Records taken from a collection
┌──
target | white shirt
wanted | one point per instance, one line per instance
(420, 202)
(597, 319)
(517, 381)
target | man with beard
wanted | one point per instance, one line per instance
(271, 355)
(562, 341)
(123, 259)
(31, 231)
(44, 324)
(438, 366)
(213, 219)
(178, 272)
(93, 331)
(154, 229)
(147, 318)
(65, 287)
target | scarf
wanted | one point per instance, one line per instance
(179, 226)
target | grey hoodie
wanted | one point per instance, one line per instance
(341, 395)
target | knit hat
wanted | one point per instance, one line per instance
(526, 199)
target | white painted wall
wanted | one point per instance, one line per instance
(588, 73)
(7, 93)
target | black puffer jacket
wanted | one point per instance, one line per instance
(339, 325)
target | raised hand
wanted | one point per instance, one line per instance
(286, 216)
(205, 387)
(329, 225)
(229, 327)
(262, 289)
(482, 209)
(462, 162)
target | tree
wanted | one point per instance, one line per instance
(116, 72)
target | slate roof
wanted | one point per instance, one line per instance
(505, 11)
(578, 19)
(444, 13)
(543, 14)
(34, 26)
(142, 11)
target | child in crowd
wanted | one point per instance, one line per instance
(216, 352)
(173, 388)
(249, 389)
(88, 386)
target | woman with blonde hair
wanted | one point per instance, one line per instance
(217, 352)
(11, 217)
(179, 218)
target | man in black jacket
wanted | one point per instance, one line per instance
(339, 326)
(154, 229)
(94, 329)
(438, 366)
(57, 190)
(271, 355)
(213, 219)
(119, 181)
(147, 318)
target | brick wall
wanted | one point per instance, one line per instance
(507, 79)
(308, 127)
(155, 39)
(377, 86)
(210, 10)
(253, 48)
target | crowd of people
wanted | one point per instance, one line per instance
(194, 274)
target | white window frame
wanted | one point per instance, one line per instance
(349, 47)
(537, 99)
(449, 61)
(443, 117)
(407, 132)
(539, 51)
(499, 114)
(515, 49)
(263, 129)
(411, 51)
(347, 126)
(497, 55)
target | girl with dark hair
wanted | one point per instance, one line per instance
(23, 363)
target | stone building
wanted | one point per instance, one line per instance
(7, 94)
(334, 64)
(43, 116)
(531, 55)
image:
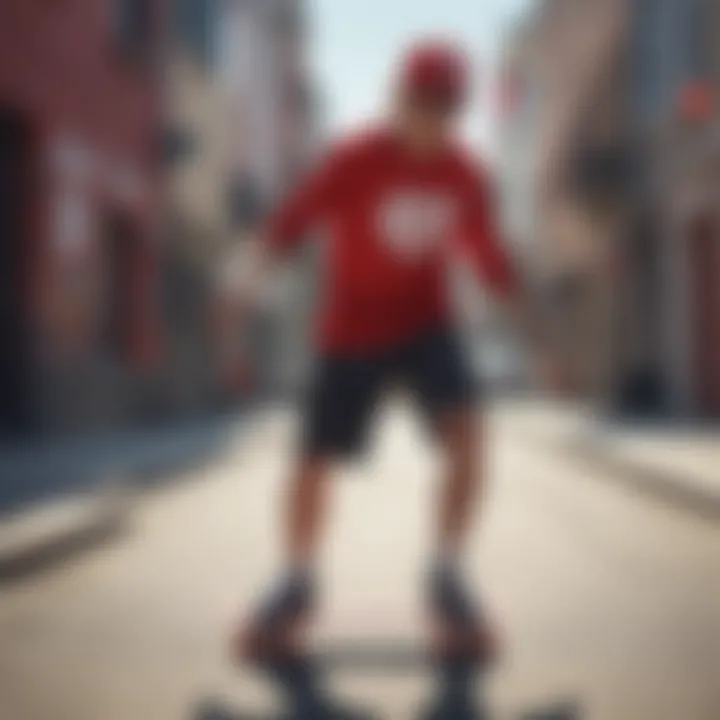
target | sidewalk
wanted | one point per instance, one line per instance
(673, 463)
(60, 497)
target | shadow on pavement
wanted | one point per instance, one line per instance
(301, 684)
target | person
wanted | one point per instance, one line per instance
(395, 202)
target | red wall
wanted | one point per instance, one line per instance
(95, 119)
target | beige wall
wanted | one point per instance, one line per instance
(198, 184)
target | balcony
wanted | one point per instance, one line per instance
(606, 172)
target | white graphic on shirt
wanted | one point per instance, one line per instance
(414, 223)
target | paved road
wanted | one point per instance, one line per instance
(606, 598)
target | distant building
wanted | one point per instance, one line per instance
(608, 161)
(80, 211)
(265, 69)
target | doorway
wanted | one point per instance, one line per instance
(15, 377)
(704, 255)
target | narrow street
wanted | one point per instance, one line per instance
(606, 598)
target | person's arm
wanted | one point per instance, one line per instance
(482, 241)
(288, 225)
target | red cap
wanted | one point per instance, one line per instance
(437, 70)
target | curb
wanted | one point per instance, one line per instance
(47, 535)
(668, 487)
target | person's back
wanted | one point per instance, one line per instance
(389, 216)
(393, 202)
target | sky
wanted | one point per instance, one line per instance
(356, 43)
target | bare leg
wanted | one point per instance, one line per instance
(463, 480)
(277, 625)
(461, 625)
(307, 504)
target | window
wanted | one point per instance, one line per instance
(672, 46)
(196, 22)
(134, 29)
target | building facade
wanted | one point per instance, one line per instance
(618, 190)
(80, 216)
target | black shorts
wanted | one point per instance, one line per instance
(345, 389)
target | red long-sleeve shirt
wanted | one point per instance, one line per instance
(390, 219)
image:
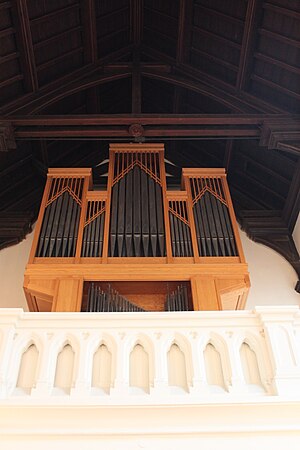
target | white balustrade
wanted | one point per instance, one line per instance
(149, 358)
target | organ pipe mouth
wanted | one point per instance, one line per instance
(136, 296)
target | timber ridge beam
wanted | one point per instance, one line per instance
(161, 126)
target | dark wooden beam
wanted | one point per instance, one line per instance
(200, 126)
(277, 63)
(247, 102)
(215, 59)
(25, 45)
(282, 11)
(184, 30)
(46, 97)
(275, 86)
(136, 85)
(35, 102)
(223, 40)
(222, 16)
(88, 19)
(279, 37)
(136, 21)
(292, 204)
(7, 138)
(253, 17)
(279, 134)
(230, 101)
(228, 155)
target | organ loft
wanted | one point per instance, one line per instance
(136, 246)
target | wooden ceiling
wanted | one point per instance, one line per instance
(217, 81)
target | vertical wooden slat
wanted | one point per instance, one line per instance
(233, 219)
(165, 205)
(111, 167)
(40, 219)
(82, 218)
(191, 219)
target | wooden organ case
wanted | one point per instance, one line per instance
(136, 246)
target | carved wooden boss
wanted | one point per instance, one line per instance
(136, 246)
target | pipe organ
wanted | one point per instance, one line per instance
(136, 246)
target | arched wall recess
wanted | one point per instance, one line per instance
(177, 368)
(64, 372)
(28, 369)
(250, 367)
(139, 369)
(101, 374)
(213, 368)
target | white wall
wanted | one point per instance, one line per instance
(12, 266)
(296, 234)
(272, 278)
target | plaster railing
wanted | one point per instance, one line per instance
(149, 358)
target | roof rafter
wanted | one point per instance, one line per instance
(184, 30)
(196, 126)
(253, 16)
(24, 42)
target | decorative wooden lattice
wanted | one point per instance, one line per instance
(214, 231)
(180, 228)
(137, 218)
(93, 233)
(59, 232)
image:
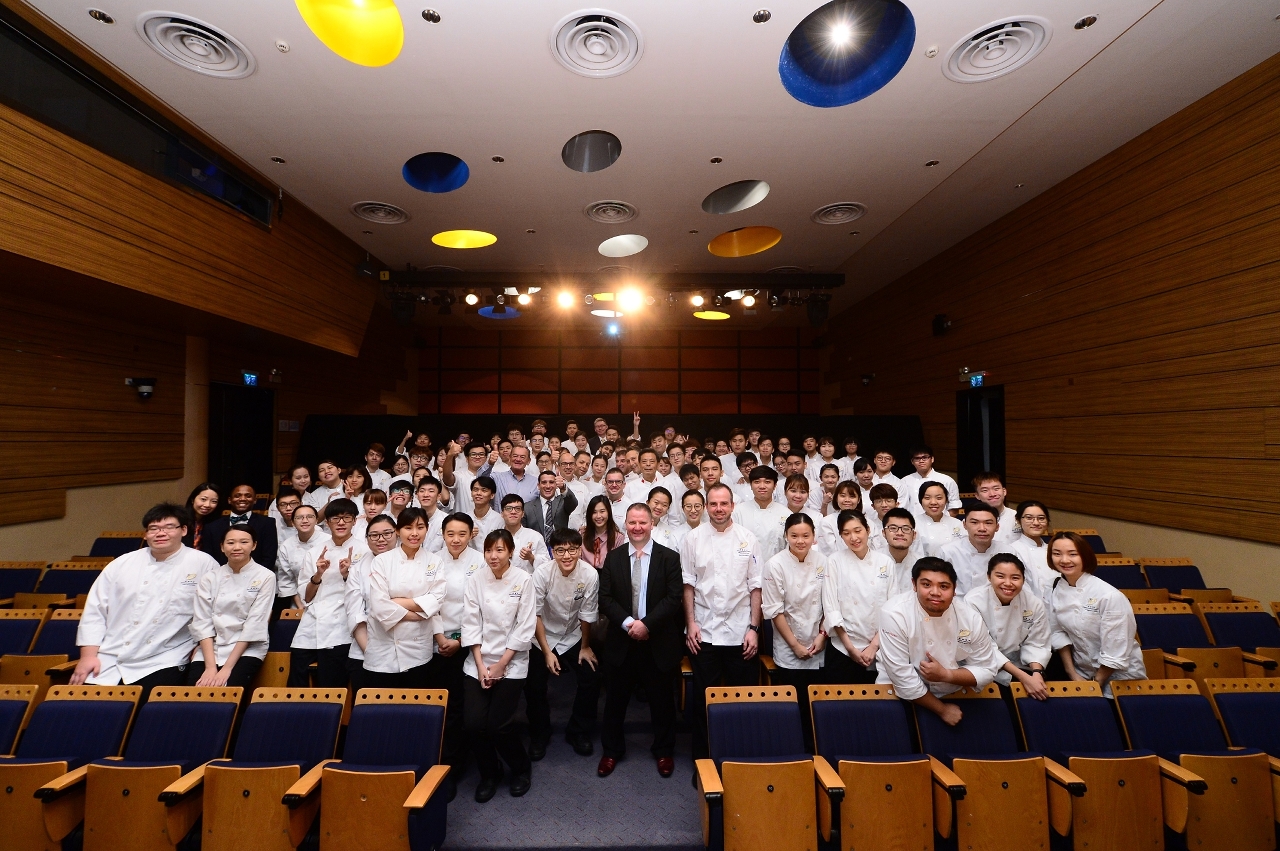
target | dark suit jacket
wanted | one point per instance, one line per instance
(562, 506)
(664, 614)
(211, 539)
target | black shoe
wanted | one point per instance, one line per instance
(520, 785)
(485, 790)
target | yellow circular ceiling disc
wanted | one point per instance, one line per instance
(744, 242)
(464, 239)
(365, 32)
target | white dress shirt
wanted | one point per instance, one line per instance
(956, 639)
(566, 602)
(138, 613)
(396, 643)
(794, 589)
(499, 614)
(722, 568)
(1020, 630)
(233, 607)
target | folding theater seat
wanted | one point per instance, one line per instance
(892, 791)
(999, 779)
(1171, 718)
(284, 733)
(387, 790)
(176, 732)
(74, 726)
(759, 787)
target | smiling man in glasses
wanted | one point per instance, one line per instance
(135, 628)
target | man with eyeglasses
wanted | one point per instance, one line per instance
(137, 617)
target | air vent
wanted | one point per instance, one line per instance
(609, 211)
(996, 50)
(595, 42)
(840, 213)
(379, 213)
(196, 45)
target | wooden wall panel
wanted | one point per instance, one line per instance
(1133, 320)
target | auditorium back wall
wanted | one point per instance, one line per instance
(1130, 312)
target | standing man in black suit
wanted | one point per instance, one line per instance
(551, 508)
(640, 594)
(242, 515)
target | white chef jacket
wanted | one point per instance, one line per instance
(723, 568)
(854, 593)
(958, 639)
(766, 524)
(324, 618)
(566, 602)
(1097, 621)
(397, 644)
(794, 589)
(138, 612)
(499, 614)
(1020, 630)
(233, 607)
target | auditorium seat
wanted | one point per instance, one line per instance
(758, 788)
(1077, 727)
(74, 726)
(176, 732)
(16, 705)
(388, 783)
(1171, 718)
(864, 732)
(284, 733)
(999, 779)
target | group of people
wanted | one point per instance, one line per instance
(488, 568)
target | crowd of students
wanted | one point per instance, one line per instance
(488, 567)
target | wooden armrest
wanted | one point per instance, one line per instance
(1064, 777)
(305, 786)
(1193, 783)
(183, 786)
(426, 787)
(947, 779)
(63, 785)
(708, 779)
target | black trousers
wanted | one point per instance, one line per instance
(620, 681)
(581, 722)
(330, 667)
(242, 675)
(489, 717)
(840, 669)
(446, 672)
(713, 664)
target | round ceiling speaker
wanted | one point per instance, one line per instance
(595, 42)
(196, 45)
└──
> [THE TASK]:
Reproduce word for word every line of the records from the line containing "target | smiling man in glasses" through the last line of the records.

> [TASK RESULT]:
target | smiling man in glasses
wanted | one point per instance, one line per instance
(135, 628)
target | man with eyeglasses
wanted | one point per instance, one line per instance
(137, 617)
target | air vent
wanted | one point per instance, one line per instance
(609, 211)
(996, 50)
(595, 42)
(840, 213)
(379, 213)
(196, 45)
target | wooden wall panel
wanted | one point per instance, one line per instance
(1133, 320)
target | auditorium back wall
wanted | one point per instance, one line per instance
(1130, 312)
target | standing man in black suit
wanted | one point per instance, one line per instance
(551, 508)
(640, 594)
(242, 515)
target | white chef jacket
wanted | one point per instance, one line per instance
(723, 568)
(854, 593)
(958, 639)
(766, 524)
(324, 618)
(566, 602)
(1097, 621)
(397, 644)
(794, 589)
(138, 612)
(499, 614)
(1020, 630)
(233, 607)
target | auditorium seat
wanted | one point per instance, one line per instance
(758, 788)
(1077, 727)
(74, 726)
(176, 732)
(16, 705)
(388, 783)
(1171, 718)
(864, 732)
(284, 733)
(999, 779)
target | group of people
wanted | one point per instance, one line per instance
(488, 568)
target | crowd of students
wanted | one point per instance, one line per instance
(488, 567)
target | wooden armrest
wanted | one point per instance, one line per instance
(1064, 777)
(305, 786)
(1193, 783)
(183, 786)
(426, 787)
(947, 779)
(63, 785)
(708, 779)
target | black trousers
wanted | one point per instance, one line per instance
(620, 681)
(581, 722)
(330, 667)
(242, 675)
(489, 717)
(840, 669)
(446, 672)
(713, 664)
target | round ceiling speaker
wanted | one point per instance, one line per instance
(595, 42)
(196, 45)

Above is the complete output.